# How to complete this task:
Would you print all of the records below exactly, without skipping any?

# Stored data:

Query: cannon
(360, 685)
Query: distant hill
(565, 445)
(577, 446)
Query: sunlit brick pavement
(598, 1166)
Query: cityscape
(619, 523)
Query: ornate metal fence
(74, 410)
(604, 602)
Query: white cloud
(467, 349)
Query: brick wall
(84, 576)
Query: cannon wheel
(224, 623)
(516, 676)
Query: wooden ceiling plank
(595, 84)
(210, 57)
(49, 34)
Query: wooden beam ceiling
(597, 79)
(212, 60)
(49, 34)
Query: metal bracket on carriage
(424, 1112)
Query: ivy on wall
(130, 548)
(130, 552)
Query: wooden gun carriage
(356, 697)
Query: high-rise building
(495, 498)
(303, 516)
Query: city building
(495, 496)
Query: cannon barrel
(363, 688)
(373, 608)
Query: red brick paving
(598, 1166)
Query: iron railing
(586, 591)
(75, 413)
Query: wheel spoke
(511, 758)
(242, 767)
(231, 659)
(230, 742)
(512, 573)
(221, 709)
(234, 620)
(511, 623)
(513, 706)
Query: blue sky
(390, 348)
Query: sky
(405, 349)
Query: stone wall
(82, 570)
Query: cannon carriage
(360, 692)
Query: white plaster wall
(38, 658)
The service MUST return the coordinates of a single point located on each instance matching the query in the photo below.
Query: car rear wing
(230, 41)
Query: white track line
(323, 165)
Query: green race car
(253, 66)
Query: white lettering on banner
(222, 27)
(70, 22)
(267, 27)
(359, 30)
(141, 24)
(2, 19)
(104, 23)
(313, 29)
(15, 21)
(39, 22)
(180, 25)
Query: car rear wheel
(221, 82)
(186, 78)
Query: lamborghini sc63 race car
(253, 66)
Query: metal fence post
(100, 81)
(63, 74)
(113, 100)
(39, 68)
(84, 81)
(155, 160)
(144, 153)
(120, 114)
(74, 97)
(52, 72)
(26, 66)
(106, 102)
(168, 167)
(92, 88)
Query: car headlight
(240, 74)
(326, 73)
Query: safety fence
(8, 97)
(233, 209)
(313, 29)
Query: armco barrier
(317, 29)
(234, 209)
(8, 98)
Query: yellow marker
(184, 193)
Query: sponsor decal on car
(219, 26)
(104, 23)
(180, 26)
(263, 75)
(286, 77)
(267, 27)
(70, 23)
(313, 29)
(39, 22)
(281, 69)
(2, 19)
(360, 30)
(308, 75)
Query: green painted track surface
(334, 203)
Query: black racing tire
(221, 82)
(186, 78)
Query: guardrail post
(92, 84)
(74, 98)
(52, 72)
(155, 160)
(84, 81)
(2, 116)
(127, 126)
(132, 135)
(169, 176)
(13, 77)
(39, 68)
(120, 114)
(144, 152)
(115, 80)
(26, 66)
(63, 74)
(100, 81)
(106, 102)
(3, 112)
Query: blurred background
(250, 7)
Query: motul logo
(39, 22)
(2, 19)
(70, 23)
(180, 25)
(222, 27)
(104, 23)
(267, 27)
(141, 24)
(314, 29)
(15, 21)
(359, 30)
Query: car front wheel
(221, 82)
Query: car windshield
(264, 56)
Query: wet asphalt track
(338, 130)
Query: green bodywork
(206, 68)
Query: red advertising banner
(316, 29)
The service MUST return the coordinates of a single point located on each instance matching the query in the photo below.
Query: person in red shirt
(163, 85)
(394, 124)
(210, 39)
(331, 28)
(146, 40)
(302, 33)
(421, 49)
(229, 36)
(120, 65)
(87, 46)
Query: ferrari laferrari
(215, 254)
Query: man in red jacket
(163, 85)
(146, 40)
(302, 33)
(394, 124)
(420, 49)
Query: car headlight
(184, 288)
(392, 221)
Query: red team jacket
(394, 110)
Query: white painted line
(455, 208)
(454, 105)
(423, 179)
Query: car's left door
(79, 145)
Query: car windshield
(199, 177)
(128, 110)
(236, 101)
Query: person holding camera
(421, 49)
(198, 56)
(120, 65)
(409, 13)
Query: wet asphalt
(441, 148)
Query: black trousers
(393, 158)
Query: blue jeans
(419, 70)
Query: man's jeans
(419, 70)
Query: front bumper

# Solution:
Query: cannon
(360, 685)
Query: distant hill
(565, 445)
(577, 446)
Query: sunlit brick pavement
(598, 1166)
Query: cityscape
(619, 523)
Query: ornate metal fence
(74, 410)
(604, 602)
Query: white cloud
(467, 349)
Query: brick wall
(84, 576)
Query: cannon wheel
(224, 623)
(516, 676)
Query: wooden ceiling plank
(595, 84)
(210, 57)
(49, 34)
Query: wooden beam ceiling
(597, 79)
(212, 60)
(49, 34)
Query: metal bracket on carriage
(424, 1112)
Query: ivy on wall
(130, 548)
(130, 552)
Query: wooden gun carriage
(356, 697)
Query: high-rise building
(495, 498)
(303, 516)
Query: city building
(495, 496)
Query: cannon barrel
(363, 688)
(373, 608)
Query: red brick paving
(598, 1166)
Query: iron railing
(586, 591)
(75, 413)
Query: wheel spoke
(511, 758)
(242, 767)
(231, 659)
(230, 742)
(512, 573)
(221, 709)
(234, 620)
(511, 623)
(513, 706)
Query: blue sky
(390, 348)
Query: sky
(405, 349)
Query: stone wall
(82, 570)
Query: cannon carriage
(360, 692)
Query: white plaster wall
(38, 658)
The service MUST return the coordinates of a single point located on each instance matching the query in the photo below.
Query: car rear wing
(230, 41)
Query: white track line
(323, 165)
Query: green race car
(253, 66)
Query: white lettering on banner
(222, 27)
(70, 22)
(267, 27)
(359, 30)
(141, 24)
(2, 19)
(104, 23)
(313, 29)
(15, 21)
(39, 22)
(180, 25)
Query: car rear wheel
(221, 82)
(186, 78)
Query: lamborghini sc63 race car
(253, 66)
Query: metal fence post
(100, 81)
(63, 74)
(113, 100)
(39, 68)
(84, 81)
(155, 160)
(144, 153)
(120, 114)
(74, 97)
(52, 72)
(26, 66)
(106, 102)
(168, 167)
(92, 88)
Query: car headlight
(240, 74)
(326, 73)
Query: safety fence
(8, 97)
(233, 209)
(313, 29)
Query: armco barrier
(317, 29)
(234, 209)
(8, 98)
Query: yellow marker
(184, 193)
Query: sponsor decal on car
(219, 26)
(104, 23)
(180, 26)
(263, 75)
(286, 77)
(267, 27)
(70, 23)
(313, 29)
(39, 22)
(281, 69)
(2, 19)
(360, 30)
(308, 75)
Query: green painted track surface
(334, 203)
Query: black racing tire
(221, 82)
(186, 78)
Query: guardrail post
(92, 84)
(74, 98)
(52, 72)
(155, 160)
(84, 81)
(2, 116)
(127, 126)
(132, 135)
(169, 176)
(13, 77)
(39, 68)
(120, 114)
(144, 152)
(115, 80)
(26, 66)
(63, 74)
(100, 81)
(106, 102)
(3, 112)
Query: blurred background
(250, 7)
Query: motul logo
(39, 22)
(2, 19)
(70, 23)
(180, 25)
(222, 27)
(104, 23)
(267, 27)
(141, 24)
(314, 29)
(15, 21)
(359, 30)
Query: car front wheel
(221, 82)
Query: car windshield
(264, 56)
Query: wet asphalt track
(338, 130)
Query: green bodywork
(206, 68)
Query: red advertising banner
(316, 29)
The service MUST return the coordinates of a single point located on each instance matching the query in the photo below.
Query: person in red shirt
(163, 85)
(394, 124)
(210, 39)
(331, 28)
(146, 40)
(302, 33)
(421, 49)
(229, 36)
(120, 65)
(87, 46)
Query: ferrari laferrari
(215, 254)
Query: man in red jacket
(163, 85)
(146, 40)
(302, 33)
(394, 124)
(420, 49)
Query: car headlight
(184, 288)
(392, 221)
Query: red team jacket
(394, 110)
Query: white painted line
(455, 208)
(454, 105)
(423, 179)
Query: car's left door
(79, 145)
Query: car windshield
(199, 177)
(128, 110)
(236, 101)
Query: person holding camera
(421, 49)
(198, 56)
(120, 65)
(409, 13)
Query: wet asphalt
(441, 148)
Query: black trousers
(393, 158)
Query: blue jeans
(419, 70)
Query: man's jeans
(419, 70)
Query: front bumper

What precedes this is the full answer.